Set problem:
Render all of the items below as a two-column CSV with the header item_text,answer and one row per item. Wrap each field in double quotes and replace every line break inside a field with a space.

Dataset:

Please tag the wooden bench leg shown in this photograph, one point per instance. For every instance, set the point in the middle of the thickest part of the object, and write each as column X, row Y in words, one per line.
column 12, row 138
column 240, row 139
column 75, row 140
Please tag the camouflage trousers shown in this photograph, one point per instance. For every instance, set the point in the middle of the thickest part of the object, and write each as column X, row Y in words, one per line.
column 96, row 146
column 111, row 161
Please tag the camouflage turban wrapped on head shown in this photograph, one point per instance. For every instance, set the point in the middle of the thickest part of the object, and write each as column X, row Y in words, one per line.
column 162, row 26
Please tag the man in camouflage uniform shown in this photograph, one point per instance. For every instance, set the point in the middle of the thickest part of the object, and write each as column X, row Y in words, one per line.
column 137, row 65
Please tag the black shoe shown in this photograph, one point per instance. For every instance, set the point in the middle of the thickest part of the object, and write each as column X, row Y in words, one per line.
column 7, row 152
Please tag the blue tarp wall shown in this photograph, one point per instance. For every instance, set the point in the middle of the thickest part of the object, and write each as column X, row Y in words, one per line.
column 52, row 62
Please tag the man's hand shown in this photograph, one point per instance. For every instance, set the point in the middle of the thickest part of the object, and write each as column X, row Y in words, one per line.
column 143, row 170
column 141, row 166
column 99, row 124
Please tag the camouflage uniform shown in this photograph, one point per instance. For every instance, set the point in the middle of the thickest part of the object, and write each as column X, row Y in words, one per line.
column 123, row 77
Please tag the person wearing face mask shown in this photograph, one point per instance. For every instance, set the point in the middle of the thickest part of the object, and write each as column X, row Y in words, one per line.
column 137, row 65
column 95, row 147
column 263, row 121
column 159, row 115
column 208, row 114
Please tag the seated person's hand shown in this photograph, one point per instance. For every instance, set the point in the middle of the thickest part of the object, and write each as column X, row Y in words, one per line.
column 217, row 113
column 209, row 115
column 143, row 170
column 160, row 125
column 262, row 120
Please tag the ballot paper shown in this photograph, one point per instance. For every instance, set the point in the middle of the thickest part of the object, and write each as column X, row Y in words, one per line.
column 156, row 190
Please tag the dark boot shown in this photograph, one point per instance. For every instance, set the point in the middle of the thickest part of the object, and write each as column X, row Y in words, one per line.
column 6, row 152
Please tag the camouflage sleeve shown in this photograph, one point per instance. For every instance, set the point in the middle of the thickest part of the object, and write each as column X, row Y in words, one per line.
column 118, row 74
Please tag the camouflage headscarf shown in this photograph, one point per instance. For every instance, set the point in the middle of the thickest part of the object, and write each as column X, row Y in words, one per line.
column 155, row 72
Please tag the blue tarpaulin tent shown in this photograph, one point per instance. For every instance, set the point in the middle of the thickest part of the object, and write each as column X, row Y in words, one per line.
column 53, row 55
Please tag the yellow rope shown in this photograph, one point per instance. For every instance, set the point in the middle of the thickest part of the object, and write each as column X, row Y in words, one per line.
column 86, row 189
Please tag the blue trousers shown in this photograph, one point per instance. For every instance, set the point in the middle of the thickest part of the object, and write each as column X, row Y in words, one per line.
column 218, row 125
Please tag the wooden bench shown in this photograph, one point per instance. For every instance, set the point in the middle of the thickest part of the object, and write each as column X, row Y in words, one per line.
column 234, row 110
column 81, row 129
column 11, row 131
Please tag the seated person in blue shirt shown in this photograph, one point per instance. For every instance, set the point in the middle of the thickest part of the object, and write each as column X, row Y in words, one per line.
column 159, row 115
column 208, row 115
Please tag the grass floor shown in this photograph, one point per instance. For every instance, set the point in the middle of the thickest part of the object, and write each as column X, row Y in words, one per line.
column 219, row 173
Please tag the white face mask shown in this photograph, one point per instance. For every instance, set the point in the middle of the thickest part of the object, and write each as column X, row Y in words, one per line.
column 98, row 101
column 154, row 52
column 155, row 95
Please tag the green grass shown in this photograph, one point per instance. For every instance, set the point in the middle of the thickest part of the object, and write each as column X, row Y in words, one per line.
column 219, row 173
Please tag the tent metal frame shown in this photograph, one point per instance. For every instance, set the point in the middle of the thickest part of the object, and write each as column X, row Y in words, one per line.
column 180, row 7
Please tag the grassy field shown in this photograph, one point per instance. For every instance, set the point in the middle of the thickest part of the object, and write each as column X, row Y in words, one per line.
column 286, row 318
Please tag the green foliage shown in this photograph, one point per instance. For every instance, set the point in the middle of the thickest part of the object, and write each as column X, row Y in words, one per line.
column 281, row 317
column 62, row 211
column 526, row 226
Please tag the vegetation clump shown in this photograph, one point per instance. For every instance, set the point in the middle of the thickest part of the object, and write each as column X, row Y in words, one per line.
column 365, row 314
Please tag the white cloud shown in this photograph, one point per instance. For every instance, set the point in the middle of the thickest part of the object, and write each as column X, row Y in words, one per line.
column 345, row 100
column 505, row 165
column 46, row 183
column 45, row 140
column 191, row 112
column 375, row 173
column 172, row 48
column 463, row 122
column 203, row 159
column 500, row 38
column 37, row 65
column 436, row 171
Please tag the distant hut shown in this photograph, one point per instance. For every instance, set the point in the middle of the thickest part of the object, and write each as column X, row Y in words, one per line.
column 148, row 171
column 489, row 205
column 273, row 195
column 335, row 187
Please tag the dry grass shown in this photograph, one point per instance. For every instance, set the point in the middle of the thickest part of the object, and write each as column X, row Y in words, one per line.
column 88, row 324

The output:
item_text,answer
"Please tag the wooden bench leg shown in this photograph, one point per instance. For every instance, set the point in the middle of the thickest part of the object, and write each as column X, row Y in words, one per line.","column 12, row 138 column 240, row 139 column 75, row 140"
"Please tag the camouflage trousers shown in this photograph, one point per instance. For every instance, set the point in the middle of the thickest part of the object, and write each as column X, row Y in words, one per line.","column 96, row 146 column 111, row 161"
"Please tag the camouflage turban wrapped on head shown in this photograph, one point per instance. For every instance, set the point in the middle of the thickest part of the object, and write each as column X, row Y in words, one per line.","column 162, row 26"
"Please tag the man in camouflage uniform shown in this photograph, one point per instance. For every instance, set the point in the middle of the thickest part of the object, and write each as column X, row Y in words, one per line.","column 137, row 65"
"Please tag the black shoe shown in this photograph, one point per instance. For every instance, set the point in the middle of the thickest part of the object, and write each as column X, row Y in words, one per line.","column 7, row 152"
"Please tag the blue tarp wall shown in this photograph, one point per instance. For every instance, set the point in the middle of the thickest part of the object, and write each as column X, row Y in words, one per line.","column 52, row 62"
"Please tag the man's hand shown in this photograph, one point per instance. For every instance, set the point in the middle of the thickest part of the object, and write each as column X, row Y in words, one per line.","column 143, row 170 column 141, row 166 column 99, row 124"
"Please tag the camouflage uniform shown in this photograph, one point per instance. For every instance, set the point in the middle of the thickest part of the object, and write each as column X, row Y in words, one per line.","column 123, row 77"
"Please tag the person wearing face mask shown in this photograph, one point per instance. For every instance, set the point in the middle of the thickest part of the object, and write each as column X, row Y in words, one per line.","column 137, row 65 column 95, row 147 column 263, row 121 column 159, row 115 column 208, row 114"
"Please tag the seated person's hand shown in this photograph, one point per instance. For every instance, set the point in the middle of the thickest part of the object, and write each as column X, row Y in words, one per line.","column 217, row 113 column 209, row 115 column 143, row 170 column 160, row 125 column 262, row 120"
"Please tag the ballot paper shown in this photograph, one point per instance. For every instance, set the point in the middle of the thickest part of the object, and write each as column X, row Y in words, one per line.","column 156, row 190"
"Please tag the dark boot shown in this photograph, one point per instance. For every instance, set the point in the middle of the thickest part of the object, and write each as column X, row Y in words, one per line.","column 6, row 152"
"Please tag the camouflage sleeve shown in this photograph, one point per instance. For every instance, set the point in the middle of the thickest part of the object, and write each as column X, row Y in words, one per line.","column 118, row 74"
"Please tag the camouflage headscarf shown in this photograph, one point per instance. For every instance, set the point in the middle of the thickest part of the object, and write each as column X, row Y in words, one per line.","column 155, row 72"
"Please tag the blue tarpaulin tent shown in this photograph, one point per instance. For every instance, set the point in the middle of the thickest part of the object, and write each as column X, row Y in words, one per line.","column 53, row 55"
"Please tag the yellow rope shown in this photograph, one point per instance. For every instance, set the point in the middle of the thickest part of the object, and write each as column X, row Y in words, one per line.","column 86, row 189"
"Please tag the blue trousers shown in this photograph, one point per instance. For every instance, set the point in the middle of the thickest part of the object, and write each as column X, row Y in words, one per line.","column 218, row 125"
"Please tag the wooden bench shown in this photograph, one point per instance. For every instance, set the point in the middle of the thickest part of the object, and write each as column X, row Y in words, one per line.","column 234, row 110 column 81, row 129 column 11, row 131"
"Please tag the seated person in blue shirt shown in this photograph, one point per instance. For every instance, set the point in the middle of the thickest part of the object, and write each as column X, row Y in words, one per line.","column 159, row 115 column 208, row 115"
"Please tag the grass floor shown in this photograph, one point per instance. For every instance, set the point in the middle of the thickest part of the object, and write each as column X, row Y in words, one per line.","column 219, row 173"
"Please tag the white face mask shown in this photograph, one point per instance. For every instance, set the point in the middle of the thickest part of the object, and write each as column X, row Y in words, one per line.","column 98, row 101 column 154, row 52 column 155, row 95"
"Please tag the green grass shown in this photograph, one point per instance. For every instance, set the point in the middle of the thickest part of the object, and write each as column X, row Y in words, one per line.","column 219, row 173"
"Please tag the tent metal frame shown in this photograph, one point per instance. For every instance, set the point in the middle of the thickest part of the object, and write each as column X, row Y in words, one per line.","column 180, row 7"
"Please tag the grassy field shown in this photograph, one point per instance. For every instance, set the point in the middle of the thickest part of the object, and write each as column X, row Y in words, one per line.","column 286, row 318"
"Please tag the green foliage shown in this photograph, one point per instance. For every instance, set the point in the middle of the thickest part of the object, and write each as column X, row Y in words, one per line.","column 281, row 317 column 62, row 211 column 526, row 226"
"Please tag the vegetation clump shown in this photograph, one point per instance. For every instance, set the point in the middle of the thickest part of the object, and write each as column X, row Y in words, one per line.","column 365, row 314"
"Please tag the white cloud shown in this photograph, one point per instance. For every instance, set the point in the middle of the thickest part of the object, and write each as column X, row Y in words, one per line.","column 345, row 100 column 505, row 165 column 46, row 183 column 45, row 140 column 191, row 112 column 375, row 173 column 172, row 48 column 463, row 122 column 203, row 159 column 500, row 38 column 37, row 65 column 436, row 171"
"Please tag the distant hut shown in this photograph, one point per instance. For every instance, set the point in the middle of the thickest part of the object, and write each as column X, row Y in words, one per line.","column 148, row 171 column 489, row 205 column 273, row 195 column 335, row 187"
"Please tag the dry grass shown in this photograph, one point per instance. For every instance, set the point in the middle of the thickest part of the object, and write each as column X, row Y in words, one per line.","column 88, row 324"